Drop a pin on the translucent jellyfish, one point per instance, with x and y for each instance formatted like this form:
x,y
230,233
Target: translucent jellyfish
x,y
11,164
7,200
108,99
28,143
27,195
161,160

▶ [What is being asked]: Rewrite the listing above line for line, requests included, and shift every x and y coordinate in the answers by +103. The sample coordinates inside the requests stay as they are.

▶ [Written response]:
Drop a pin on the translucent jellyfish, one point per instance, with x and y for each instance formatted like this form:
x,y
230,233
Target: translucent jellyfish
x,y
114,267
110,303
211,202
131,246
130,298
264,263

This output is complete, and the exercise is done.